[Saved entries]
────────────────────────────────────────
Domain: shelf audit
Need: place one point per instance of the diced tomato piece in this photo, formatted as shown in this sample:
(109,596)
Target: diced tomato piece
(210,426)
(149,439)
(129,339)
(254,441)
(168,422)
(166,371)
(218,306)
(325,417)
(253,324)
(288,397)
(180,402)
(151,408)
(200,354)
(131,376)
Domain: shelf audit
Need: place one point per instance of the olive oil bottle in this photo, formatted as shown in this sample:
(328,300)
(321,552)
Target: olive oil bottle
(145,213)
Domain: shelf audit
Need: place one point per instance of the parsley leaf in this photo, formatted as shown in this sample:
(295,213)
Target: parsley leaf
────────────────────────────────────────
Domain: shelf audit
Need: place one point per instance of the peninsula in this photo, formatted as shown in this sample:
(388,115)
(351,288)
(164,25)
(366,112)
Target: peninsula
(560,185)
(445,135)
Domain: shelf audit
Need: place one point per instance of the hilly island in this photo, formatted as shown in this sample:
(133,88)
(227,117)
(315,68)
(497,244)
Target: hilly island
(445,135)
────────────────────────────────────────
▸ Task item: Every line that contains the string "point" should be copied from the entries.

▸ Result for this exercise:
Need: place one point per instance of the diced tomato piece in this photo, formatted as shown in this sample:
Need: place one point per instance of the olive oil bottle in this photo, formatted as shown in this sample:
Need: place one point per instance of the parsley leaf in this photo, formatted as shown in this sample:
Need: place one point per instance of the peninsula in this photo, formatted as shown in this sample:
Need: place one point per instance of the hilly island in this photo, formatted as shown in this sample:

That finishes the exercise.